> _Required work_:
Reproduce all the records, swapping "Indicate each instance with a pin" for "Mark every instance with a point" wherever it occurs and leaving everything else unchanged. Leave the pictures out.
########################################
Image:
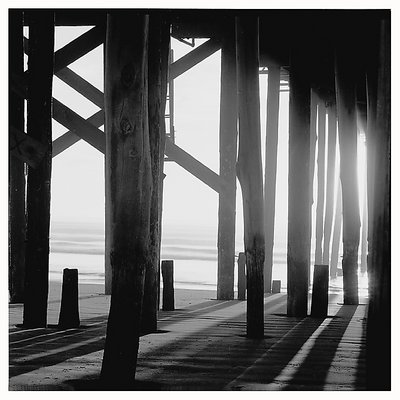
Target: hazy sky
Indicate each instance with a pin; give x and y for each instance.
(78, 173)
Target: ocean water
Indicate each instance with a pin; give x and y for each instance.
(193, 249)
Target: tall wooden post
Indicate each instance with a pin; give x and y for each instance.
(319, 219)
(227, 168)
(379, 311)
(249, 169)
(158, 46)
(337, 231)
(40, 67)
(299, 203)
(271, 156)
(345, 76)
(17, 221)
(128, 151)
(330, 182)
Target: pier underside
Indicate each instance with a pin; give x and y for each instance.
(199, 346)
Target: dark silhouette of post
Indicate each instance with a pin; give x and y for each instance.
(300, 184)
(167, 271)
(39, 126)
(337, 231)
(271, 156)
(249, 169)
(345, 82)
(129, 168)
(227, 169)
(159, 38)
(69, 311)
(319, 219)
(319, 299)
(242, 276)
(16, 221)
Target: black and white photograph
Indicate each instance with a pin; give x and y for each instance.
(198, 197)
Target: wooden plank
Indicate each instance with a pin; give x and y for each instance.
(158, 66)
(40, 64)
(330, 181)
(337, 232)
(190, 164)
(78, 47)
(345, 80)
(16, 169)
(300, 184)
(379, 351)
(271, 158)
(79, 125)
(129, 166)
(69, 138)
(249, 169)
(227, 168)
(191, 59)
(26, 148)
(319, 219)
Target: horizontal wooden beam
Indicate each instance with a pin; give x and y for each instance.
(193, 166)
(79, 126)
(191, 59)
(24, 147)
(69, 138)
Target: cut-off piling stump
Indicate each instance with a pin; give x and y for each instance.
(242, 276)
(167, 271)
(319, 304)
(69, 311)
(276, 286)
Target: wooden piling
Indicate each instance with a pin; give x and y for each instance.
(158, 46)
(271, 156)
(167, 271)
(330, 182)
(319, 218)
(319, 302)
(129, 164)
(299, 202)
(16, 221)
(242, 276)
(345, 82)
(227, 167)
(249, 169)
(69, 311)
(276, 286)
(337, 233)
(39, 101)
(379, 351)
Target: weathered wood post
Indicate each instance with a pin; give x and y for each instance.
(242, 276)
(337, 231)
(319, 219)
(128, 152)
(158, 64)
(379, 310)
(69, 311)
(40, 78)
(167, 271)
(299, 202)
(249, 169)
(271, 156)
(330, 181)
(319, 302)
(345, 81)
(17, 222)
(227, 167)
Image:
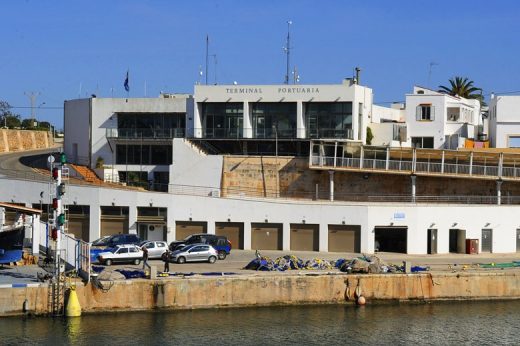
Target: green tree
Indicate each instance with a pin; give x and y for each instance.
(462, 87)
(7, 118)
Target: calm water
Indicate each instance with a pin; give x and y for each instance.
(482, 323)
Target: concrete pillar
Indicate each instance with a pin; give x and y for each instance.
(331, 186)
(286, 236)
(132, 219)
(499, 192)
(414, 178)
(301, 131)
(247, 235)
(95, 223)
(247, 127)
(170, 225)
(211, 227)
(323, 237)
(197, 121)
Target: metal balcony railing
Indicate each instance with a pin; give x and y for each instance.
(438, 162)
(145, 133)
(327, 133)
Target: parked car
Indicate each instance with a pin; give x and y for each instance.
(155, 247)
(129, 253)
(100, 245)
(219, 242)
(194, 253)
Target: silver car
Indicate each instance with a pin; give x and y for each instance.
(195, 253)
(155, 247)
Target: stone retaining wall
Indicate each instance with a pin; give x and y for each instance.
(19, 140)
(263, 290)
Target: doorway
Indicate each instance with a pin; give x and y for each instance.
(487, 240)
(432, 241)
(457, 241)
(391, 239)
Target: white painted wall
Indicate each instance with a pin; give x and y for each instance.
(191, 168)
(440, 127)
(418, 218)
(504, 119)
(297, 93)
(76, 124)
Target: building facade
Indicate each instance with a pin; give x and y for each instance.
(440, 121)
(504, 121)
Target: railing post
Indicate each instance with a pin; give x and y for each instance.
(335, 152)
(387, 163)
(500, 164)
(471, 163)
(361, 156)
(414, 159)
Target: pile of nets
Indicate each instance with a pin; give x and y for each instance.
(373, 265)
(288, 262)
########################################
> _Solution to this task_:
Image:
Target: hazy sky
Mark every instance with a point; give x and y for each instance.
(78, 173)
Target: ocean water
Mark every instance with a point; give x and y for each instance.
(193, 249)
Target: tall wooden post
Mark every instance with a point; give x and y for each instance.
(319, 219)
(227, 168)
(379, 311)
(249, 169)
(158, 46)
(337, 231)
(40, 67)
(299, 203)
(271, 156)
(345, 76)
(17, 221)
(128, 151)
(330, 182)
Target: pier underside
Mark every instance with a point; give x and y for each instance.
(199, 346)
Target: dark silhouette of post
Mark every instance with a point; give x and y for each instance.
(300, 184)
(167, 271)
(39, 126)
(337, 231)
(271, 156)
(249, 169)
(345, 82)
(129, 168)
(227, 169)
(159, 38)
(69, 311)
(319, 219)
(319, 299)
(242, 276)
(16, 221)
Target: black and white photograph
Mark every instance with a point; give x and y for each instance.
(198, 197)
Target: wooden plank
Mark every instance with a point; give x and y for each instance.
(158, 66)
(40, 64)
(330, 181)
(337, 232)
(190, 164)
(78, 47)
(345, 80)
(16, 169)
(300, 184)
(379, 351)
(271, 158)
(79, 125)
(129, 166)
(69, 138)
(249, 169)
(227, 168)
(191, 59)
(26, 148)
(319, 219)
Target: horizontal wooden beam
Mark every instance with a point; give x and y for each instance.
(193, 166)
(79, 126)
(191, 59)
(24, 147)
(69, 138)
Target: cut-off piling stump
Mark every instance with a point; give x and y for each instance.
(242, 276)
(167, 271)
(319, 304)
(69, 311)
(276, 286)
Target: wooden piling
Mark every instance with a point; give x and y for each instance.
(158, 46)
(271, 156)
(167, 271)
(330, 182)
(319, 218)
(319, 302)
(129, 164)
(299, 202)
(16, 221)
(242, 276)
(345, 82)
(227, 167)
(249, 169)
(69, 311)
(276, 286)
(337, 233)
(39, 101)
(379, 351)
Target: weathered wood post
Mark every instance with a point; give x and y for each instance.
(242, 276)
(337, 231)
(319, 219)
(128, 152)
(158, 64)
(379, 310)
(69, 311)
(40, 78)
(167, 271)
(299, 202)
(249, 169)
(271, 156)
(330, 181)
(319, 302)
(345, 81)
(17, 222)
(227, 167)
Image:
Target: green tree
Mark every instance with a point; give x and y for each instance.
(462, 87)
(7, 118)
Target: calm water
Mark every instance with a point; give x and y for each instance.
(482, 323)
Target: concrete pillar
Mark every instance with a point; give x and y for each instance.
(331, 186)
(286, 236)
(132, 219)
(499, 192)
(414, 178)
(301, 131)
(247, 235)
(95, 223)
(247, 127)
(170, 225)
(211, 227)
(323, 237)
(197, 121)
Target: metal balcony railing
Mark every instance with a point; give x and y for each instance.
(438, 162)
(145, 133)
(327, 133)
Target: parked car
Mark every instance with a point; give x and y for each instance.
(155, 247)
(129, 253)
(100, 245)
(219, 242)
(194, 253)
Target: silver car
Mark every instance with a point; give x and y for each instance.
(195, 253)
(155, 247)
Target: stone retaining wall
Mark every instance with a point; give x and y for each instance.
(19, 140)
(263, 290)
Target: doorway
Mark every instance with a point; give x and y for each instance.
(487, 240)
(432, 241)
(457, 241)
(391, 239)
Target: white painted wall
Mark every instance with a point; give x and y for each instance.
(191, 168)
(440, 127)
(418, 218)
(504, 119)
(297, 93)
(76, 124)
Target: building facade
Mark every instance with a point; give x and y for each instance.
(440, 121)
(504, 121)
Target: railing post
Mark every instance with a point; give x and y for each instance.
(335, 152)
(387, 163)
(500, 164)
(471, 163)
(361, 156)
(414, 159)
Target: pile of nets
Mark every instance with a point; give x and y for each instance.
(373, 265)
(288, 262)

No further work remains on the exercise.